_TEXT SECTION:_
● ● ● ● ● ● ●

Performance Tuning

February 14, 2026 · View on GitHub

Optimize Probe for large codebases and demanding workloads.


TL;DR

# Optimized search
PROBE_PARSER_POOL_SIZE=8 probe search "query" ./ \
  --language rust \
  --max-results 50 \
  --session my-search

# Skip warmup for scripts
PROBE_NO_PARSER_WARMUP=1 probe search "query" ./

# Debug performance
DEBUG=1 probe search "query" ./

Performance Architecture

Probe uses multiple optimization techniques:

┌─────────────────────────────────────────────────────┐
│                    Search Pipeline                   │
├─────────────────────────────────────────────────────┤
│  1. File Scanning (ripgrep)         │ Parallel     │
│  2. File Filtering (.gitignore)     │ O(1) lookup  │
│  3. Content Matching (SIMD)         │ Vectorized   │
│  4. AST Parsing (tree-sitter)       │ Cached       │
│  5. Block Extraction                │ Streamed     │
│  6. Ranking (BM25/SIMD)             │ Vectorized   │
│  7. Result Assembly                 │ Lazy         │
└─────────────────────────────────────────────────────┘

Configuration Options

Parser Pool Size

Control parallel parsing threads:

# Default: number of CPU cores
PROBE_PARSER_POOL_SIZE=8 probe search "query" ./

# For I/O bound workloads (network drives, SSDs)
PROBE_PARSER_POOL_SIZE=16 probe search "query" ./

# For CPU bound workloads (complex AST patterns)
PROBE_PARSER_POOL_SIZE=4 probe search "query" ./

Recommendation:

  • SSD: 2x CPU cores
  • HDD: 1x CPU cores
  • Network: 4x CPU cores (hide latency)

● ● ● ● ● ● ●

_DATA SHOWN:_
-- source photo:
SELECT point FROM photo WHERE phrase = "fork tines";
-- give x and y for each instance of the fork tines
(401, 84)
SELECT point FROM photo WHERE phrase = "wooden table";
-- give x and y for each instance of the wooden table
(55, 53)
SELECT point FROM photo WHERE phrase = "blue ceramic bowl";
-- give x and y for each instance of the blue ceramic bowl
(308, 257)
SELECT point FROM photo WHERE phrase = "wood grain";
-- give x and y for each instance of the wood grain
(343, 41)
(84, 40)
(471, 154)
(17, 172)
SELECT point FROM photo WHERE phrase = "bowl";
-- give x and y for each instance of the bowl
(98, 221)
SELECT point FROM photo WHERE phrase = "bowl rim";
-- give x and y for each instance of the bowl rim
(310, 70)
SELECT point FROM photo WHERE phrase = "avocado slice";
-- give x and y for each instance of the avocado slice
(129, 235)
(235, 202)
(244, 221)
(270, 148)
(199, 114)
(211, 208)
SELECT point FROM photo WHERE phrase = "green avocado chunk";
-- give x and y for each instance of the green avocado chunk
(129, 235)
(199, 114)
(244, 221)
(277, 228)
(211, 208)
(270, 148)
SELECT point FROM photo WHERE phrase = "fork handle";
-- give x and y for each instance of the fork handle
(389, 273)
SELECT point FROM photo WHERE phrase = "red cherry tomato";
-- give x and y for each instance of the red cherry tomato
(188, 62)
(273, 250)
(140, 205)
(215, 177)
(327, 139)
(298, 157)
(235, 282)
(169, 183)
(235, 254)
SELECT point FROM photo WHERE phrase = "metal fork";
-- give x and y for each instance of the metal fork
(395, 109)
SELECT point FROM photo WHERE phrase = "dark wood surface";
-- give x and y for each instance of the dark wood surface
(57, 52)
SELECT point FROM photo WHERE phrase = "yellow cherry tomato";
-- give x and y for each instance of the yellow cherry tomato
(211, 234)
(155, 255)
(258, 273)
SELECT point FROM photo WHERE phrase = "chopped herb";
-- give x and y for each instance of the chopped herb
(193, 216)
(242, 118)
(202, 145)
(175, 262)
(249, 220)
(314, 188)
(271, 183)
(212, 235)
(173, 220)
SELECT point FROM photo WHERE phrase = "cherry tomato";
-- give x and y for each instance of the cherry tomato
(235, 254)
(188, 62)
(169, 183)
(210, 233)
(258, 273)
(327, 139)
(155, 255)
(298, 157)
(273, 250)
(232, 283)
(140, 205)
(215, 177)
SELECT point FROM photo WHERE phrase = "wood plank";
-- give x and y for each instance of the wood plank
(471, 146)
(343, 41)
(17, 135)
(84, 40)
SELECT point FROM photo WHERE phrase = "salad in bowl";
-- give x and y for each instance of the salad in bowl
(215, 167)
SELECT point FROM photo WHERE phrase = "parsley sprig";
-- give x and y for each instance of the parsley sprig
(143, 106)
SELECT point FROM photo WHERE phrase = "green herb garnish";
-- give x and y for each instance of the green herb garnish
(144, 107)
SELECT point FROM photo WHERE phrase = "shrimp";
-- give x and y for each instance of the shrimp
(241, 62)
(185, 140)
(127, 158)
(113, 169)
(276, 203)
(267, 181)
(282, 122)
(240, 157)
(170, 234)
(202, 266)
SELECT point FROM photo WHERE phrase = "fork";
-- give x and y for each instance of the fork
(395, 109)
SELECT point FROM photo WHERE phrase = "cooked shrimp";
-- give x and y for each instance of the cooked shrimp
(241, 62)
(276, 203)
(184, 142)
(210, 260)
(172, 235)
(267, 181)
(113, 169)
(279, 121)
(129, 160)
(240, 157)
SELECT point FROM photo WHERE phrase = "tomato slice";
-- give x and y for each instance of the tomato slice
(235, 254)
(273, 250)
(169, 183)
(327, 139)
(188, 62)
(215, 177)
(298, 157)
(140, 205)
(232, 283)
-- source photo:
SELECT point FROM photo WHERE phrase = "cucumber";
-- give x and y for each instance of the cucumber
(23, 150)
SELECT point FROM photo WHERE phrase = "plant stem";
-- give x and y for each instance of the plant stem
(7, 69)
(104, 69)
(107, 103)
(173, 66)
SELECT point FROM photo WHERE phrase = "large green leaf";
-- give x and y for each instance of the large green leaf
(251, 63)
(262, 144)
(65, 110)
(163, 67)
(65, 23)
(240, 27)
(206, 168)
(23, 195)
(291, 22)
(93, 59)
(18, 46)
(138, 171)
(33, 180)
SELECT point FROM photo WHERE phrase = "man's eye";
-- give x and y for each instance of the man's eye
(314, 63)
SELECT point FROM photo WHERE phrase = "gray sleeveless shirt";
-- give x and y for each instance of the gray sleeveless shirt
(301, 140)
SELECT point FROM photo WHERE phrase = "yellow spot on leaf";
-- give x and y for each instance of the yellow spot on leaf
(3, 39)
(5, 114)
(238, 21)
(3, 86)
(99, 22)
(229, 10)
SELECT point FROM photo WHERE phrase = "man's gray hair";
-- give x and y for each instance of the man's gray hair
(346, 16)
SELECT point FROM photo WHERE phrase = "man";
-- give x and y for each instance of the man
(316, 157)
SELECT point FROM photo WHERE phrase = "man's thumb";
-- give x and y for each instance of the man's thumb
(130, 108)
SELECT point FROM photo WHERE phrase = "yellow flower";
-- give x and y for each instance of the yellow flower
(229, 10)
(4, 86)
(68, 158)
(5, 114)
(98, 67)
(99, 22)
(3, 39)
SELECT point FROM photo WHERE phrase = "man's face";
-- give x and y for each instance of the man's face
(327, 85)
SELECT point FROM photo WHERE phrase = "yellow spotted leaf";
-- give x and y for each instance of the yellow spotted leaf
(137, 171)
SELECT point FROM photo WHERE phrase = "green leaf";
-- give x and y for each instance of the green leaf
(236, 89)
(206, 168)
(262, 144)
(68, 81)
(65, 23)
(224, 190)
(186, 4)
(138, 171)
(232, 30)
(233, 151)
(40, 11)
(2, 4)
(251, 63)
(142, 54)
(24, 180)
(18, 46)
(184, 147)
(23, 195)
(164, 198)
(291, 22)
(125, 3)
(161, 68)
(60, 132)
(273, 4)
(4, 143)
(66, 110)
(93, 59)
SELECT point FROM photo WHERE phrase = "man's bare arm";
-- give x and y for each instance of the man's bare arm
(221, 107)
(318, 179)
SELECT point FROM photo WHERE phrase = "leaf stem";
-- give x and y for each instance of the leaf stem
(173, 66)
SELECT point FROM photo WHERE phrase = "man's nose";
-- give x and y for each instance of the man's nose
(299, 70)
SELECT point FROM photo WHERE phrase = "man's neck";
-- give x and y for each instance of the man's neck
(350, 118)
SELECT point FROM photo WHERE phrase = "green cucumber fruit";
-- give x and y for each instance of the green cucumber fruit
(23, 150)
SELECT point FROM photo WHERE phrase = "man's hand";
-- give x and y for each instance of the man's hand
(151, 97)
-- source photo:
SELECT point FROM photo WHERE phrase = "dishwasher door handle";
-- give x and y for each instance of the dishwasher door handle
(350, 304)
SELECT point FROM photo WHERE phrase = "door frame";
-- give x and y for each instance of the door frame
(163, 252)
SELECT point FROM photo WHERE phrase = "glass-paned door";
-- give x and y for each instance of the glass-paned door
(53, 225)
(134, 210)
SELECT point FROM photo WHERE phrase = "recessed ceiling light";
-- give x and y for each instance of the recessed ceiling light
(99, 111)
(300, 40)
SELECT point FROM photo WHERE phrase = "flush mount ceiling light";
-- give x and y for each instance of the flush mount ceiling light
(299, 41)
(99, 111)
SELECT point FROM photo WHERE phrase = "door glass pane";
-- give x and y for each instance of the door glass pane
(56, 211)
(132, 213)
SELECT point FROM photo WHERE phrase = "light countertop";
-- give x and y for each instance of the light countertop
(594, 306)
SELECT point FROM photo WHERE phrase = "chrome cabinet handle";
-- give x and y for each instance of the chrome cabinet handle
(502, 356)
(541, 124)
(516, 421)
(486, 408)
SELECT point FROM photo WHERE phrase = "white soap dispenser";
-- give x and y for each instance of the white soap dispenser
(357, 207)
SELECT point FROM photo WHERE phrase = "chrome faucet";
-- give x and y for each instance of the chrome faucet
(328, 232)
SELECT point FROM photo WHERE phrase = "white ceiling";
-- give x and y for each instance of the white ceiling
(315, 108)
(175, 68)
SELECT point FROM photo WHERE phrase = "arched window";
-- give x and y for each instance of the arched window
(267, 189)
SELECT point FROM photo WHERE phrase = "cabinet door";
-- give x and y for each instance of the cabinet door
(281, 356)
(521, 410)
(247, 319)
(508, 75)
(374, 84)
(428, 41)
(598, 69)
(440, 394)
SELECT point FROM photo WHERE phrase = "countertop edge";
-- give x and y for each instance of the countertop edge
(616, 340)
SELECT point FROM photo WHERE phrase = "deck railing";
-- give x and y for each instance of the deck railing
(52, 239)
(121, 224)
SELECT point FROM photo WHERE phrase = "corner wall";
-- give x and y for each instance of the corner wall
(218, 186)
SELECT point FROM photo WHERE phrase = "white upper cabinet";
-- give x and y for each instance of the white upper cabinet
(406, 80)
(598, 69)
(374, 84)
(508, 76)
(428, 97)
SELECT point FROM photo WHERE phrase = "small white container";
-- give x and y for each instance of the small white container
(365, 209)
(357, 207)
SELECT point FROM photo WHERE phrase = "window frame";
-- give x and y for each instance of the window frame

● ● ● ● ● ● ●

_GOALS:_
A) According to the performance tuning page, what is the default parser pool size?
B) Gather every line of the rows that contains the string "railing".

_ANSWERS TO THE TASKS:_
A) The number of CPU cores.

B)
SELECT point FROM photo WHERE phrase = "deck railing";
-- give x and y for each instance of the deck railing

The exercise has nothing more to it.